>>>

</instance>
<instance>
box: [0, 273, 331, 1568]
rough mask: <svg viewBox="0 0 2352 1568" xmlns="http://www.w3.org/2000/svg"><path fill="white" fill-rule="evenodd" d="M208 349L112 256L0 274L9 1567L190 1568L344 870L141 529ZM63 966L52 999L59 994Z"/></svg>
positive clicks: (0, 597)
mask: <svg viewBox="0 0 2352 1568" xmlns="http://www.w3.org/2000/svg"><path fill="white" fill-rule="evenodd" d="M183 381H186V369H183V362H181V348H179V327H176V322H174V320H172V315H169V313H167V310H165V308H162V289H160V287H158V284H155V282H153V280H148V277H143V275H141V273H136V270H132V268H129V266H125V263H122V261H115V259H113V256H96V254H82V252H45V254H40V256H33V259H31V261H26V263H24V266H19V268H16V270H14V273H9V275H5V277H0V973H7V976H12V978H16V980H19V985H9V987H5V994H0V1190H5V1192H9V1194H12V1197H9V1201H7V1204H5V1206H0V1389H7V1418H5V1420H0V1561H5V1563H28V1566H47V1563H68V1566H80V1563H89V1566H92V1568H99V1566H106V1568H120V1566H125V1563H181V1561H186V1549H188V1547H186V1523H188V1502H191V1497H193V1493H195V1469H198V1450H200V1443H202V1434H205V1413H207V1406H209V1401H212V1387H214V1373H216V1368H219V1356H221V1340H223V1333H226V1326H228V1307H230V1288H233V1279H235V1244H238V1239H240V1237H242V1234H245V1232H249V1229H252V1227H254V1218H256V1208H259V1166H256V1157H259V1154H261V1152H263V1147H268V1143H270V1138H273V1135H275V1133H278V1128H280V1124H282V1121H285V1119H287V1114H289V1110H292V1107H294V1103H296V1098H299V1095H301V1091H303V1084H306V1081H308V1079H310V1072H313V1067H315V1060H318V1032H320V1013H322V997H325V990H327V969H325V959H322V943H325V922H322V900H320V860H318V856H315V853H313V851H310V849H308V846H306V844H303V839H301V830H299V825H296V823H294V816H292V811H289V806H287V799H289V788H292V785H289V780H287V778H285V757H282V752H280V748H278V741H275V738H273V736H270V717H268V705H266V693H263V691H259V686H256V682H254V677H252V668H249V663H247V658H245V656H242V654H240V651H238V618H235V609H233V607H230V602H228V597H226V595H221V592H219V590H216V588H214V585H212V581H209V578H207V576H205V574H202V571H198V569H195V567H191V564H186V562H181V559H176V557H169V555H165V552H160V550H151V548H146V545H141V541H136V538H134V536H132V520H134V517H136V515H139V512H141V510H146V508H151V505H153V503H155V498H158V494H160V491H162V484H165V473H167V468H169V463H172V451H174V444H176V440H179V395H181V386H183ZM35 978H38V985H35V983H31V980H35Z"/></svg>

<<<

(What you have to do):
Reproduce the listing above, substituting "foreground points" for every occurrence of "positive clicks" and leaving everything else unchanged.

(Answer to the exercise):
</instance>
<instance>
box: [0, 273, 331, 1568]
rough mask: <svg viewBox="0 0 2352 1568" xmlns="http://www.w3.org/2000/svg"><path fill="white" fill-rule="evenodd" d="M208 349L112 256L0 274L9 1567L190 1568L344 870L141 529ZM63 966L52 999L59 994Z"/></svg>
foreground points: (0, 597)
mask: <svg viewBox="0 0 2352 1568" xmlns="http://www.w3.org/2000/svg"><path fill="white" fill-rule="evenodd" d="M183 381H186V369H183V362H181V348H179V327H176V322H174V320H172V315H169V313H167V310H165V308H162V289H160V287H158V284H155V282H153V280H148V277H143V275H141V273H136V270H132V268H129V266H125V263H122V261H115V259H113V256H96V254H82V252H45V254H40V256H33V259H31V261H26V263H24V266H19V268H16V270H14V273H9V275H5V277H0V973H7V976H12V978H16V980H19V985H9V987H5V994H0V1190H5V1192H9V1194H12V1197H9V1201H7V1204H5V1206H0V1389H7V1418H5V1420H0V1561H5V1563H28V1566H47V1563H68V1566H80V1563H89V1566H92V1568H99V1566H106V1568H120V1566H125V1563H181V1561H186V1549H188V1547H186V1523H188V1502H191V1497H193V1493H195V1469H198V1450H200V1443H202V1434H205V1413H207V1406H209V1401H212V1387H214V1373H216V1368H219V1356H221V1340H223V1333H226V1326H228V1307H230V1288H233V1279H235V1244H238V1239H240V1237H242V1234H245V1232H249V1229H252V1227H254V1218H256V1208H259V1166H256V1157H259V1154H261V1152H263V1147H268V1143H270V1138H273V1135H275V1133H278V1128H280V1124H282V1121H285V1119H287V1114H289V1110H292V1107H294V1103H296V1098H299V1095H301V1091H303V1084H306V1081H308V1079H310V1072H313V1067H315V1060H318V1032H320V1013H322V997H325V990H327V969H325V959H322V943H325V922H322V900H320V860H318V856H315V853H313V851H310V849H308V846H306V844H303V839H301V830H299V825H296V823H294V816H292V811H289V806H287V799H289V788H292V785H289V780H287V778H285V757H282V752H280V748H278V741H275V738H273V736H270V717H268V705H266V693H263V691H259V686H256V682H254V677H252V668H249V663H247V658H245V656H242V654H240V651H238V618H235V609H233V607H230V602H228V597H226V595H221V592H219V590H216V588H214V585H212V581H209V578H207V576H205V574H202V571H198V569H195V567H191V564H186V562H181V559H176V557H169V555H165V552H160V550H151V548H146V545H141V541H136V538H134V536H132V520H134V517H136V515H139V512H141V510H146V508H151V505H153V503H155V498H158V494H160V491H162V484H165V473H167V468H169V463H172V451H174V444H176V440H179V395H181V386H183ZM35 978H38V985H35V983H31V980H35Z"/></svg>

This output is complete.